■ PROBLEM TO SOLVE
Below are the records. Restate word for word every line from the one that contains "of the ladder" through the final line, both included.

──────── RECORDS SUPPLIED

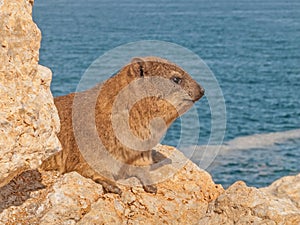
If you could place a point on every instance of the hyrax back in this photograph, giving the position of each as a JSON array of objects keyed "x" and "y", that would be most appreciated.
[{"x": 161, "y": 89}]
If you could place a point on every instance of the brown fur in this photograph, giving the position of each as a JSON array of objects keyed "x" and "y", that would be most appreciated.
[{"x": 141, "y": 113}]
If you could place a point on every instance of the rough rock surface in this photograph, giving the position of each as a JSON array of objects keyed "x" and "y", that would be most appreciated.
[
  {"x": 71, "y": 198},
  {"x": 28, "y": 118},
  {"x": 28, "y": 124},
  {"x": 239, "y": 204}
]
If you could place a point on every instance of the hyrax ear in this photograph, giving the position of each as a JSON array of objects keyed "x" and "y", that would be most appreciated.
[{"x": 137, "y": 67}]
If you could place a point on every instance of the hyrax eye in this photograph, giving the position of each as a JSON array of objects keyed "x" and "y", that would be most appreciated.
[{"x": 176, "y": 80}]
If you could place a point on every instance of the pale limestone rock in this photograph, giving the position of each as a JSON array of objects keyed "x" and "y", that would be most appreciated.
[
  {"x": 73, "y": 199},
  {"x": 240, "y": 204},
  {"x": 28, "y": 117},
  {"x": 287, "y": 188}
]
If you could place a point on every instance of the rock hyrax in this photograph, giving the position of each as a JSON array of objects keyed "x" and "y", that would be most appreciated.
[{"x": 142, "y": 91}]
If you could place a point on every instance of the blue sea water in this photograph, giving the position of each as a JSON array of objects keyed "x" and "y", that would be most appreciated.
[{"x": 252, "y": 47}]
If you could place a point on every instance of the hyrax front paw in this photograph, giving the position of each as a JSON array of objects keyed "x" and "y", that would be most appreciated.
[{"x": 109, "y": 187}]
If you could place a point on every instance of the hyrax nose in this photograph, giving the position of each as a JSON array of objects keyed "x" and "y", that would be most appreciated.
[{"x": 197, "y": 93}]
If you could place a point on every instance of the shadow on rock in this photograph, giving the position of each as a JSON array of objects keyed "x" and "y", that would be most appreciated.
[{"x": 18, "y": 190}]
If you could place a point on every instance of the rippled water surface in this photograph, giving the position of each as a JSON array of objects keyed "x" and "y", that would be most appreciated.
[{"x": 252, "y": 47}]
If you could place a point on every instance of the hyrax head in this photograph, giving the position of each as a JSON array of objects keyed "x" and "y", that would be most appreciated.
[{"x": 163, "y": 79}]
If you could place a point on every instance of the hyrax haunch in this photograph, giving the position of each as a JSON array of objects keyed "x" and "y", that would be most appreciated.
[{"x": 128, "y": 114}]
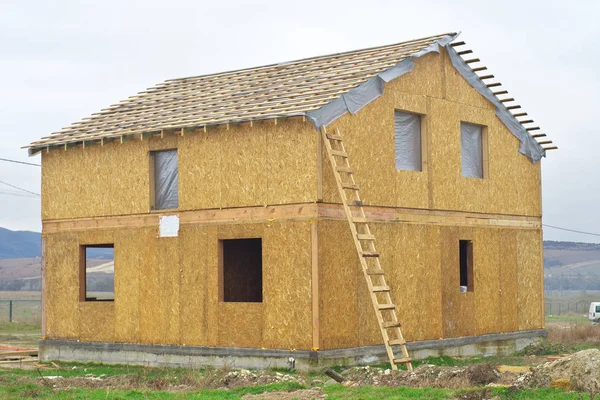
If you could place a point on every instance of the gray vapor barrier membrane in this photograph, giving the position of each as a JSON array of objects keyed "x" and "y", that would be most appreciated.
[
  {"x": 471, "y": 148},
  {"x": 407, "y": 138},
  {"x": 368, "y": 91},
  {"x": 165, "y": 167}
]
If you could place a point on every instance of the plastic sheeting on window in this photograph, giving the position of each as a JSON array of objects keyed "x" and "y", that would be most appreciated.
[
  {"x": 165, "y": 179},
  {"x": 407, "y": 139},
  {"x": 471, "y": 150}
]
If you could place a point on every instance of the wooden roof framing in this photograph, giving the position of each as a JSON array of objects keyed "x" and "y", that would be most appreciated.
[
  {"x": 281, "y": 90},
  {"x": 507, "y": 102}
]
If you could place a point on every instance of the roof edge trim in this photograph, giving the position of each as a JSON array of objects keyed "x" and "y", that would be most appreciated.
[{"x": 529, "y": 146}]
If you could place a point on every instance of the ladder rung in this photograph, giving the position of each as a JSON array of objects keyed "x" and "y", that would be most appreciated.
[
  {"x": 365, "y": 236},
  {"x": 345, "y": 169},
  {"x": 396, "y": 342},
  {"x": 339, "y": 153},
  {"x": 381, "y": 289},
  {"x": 370, "y": 254},
  {"x": 375, "y": 272},
  {"x": 352, "y": 186}
]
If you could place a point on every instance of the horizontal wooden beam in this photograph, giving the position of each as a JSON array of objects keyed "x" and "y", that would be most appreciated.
[{"x": 297, "y": 212}]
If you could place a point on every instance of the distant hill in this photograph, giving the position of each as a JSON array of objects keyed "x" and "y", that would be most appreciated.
[
  {"x": 27, "y": 244},
  {"x": 19, "y": 244}
]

────────────────

■ SOLUTION
If you could place a point on every instance of the ladder rung in this photograph, giving the position of each as a JSON array of objects keyed "x" and "y", that would be most appreciated.
[
  {"x": 365, "y": 236},
  {"x": 345, "y": 169},
  {"x": 396, "y": 342},
  {"x": 339, "y": 153},
  {"x": 381, "y": 289},
  {"x": 370, "y": 254},
  {"x": 375, "y": 272},
  {"x": 352, "y": 186}
]
If you could place a point on every instance of the horizontal wooden beam in this photograph, giving the position of each as a JSON array of objects keyed "x" and "y", that would be most appreciated.
[{"x": 297, "y": 212}]
If you could place a point on every instance of the distant hill in this photograph, giving the position of each as a JSON array of objects keyed "x" and "y", that would be most appreciated.
[
  {"x": 27, "y": 244},
  {"x": 19, "y": 244}
]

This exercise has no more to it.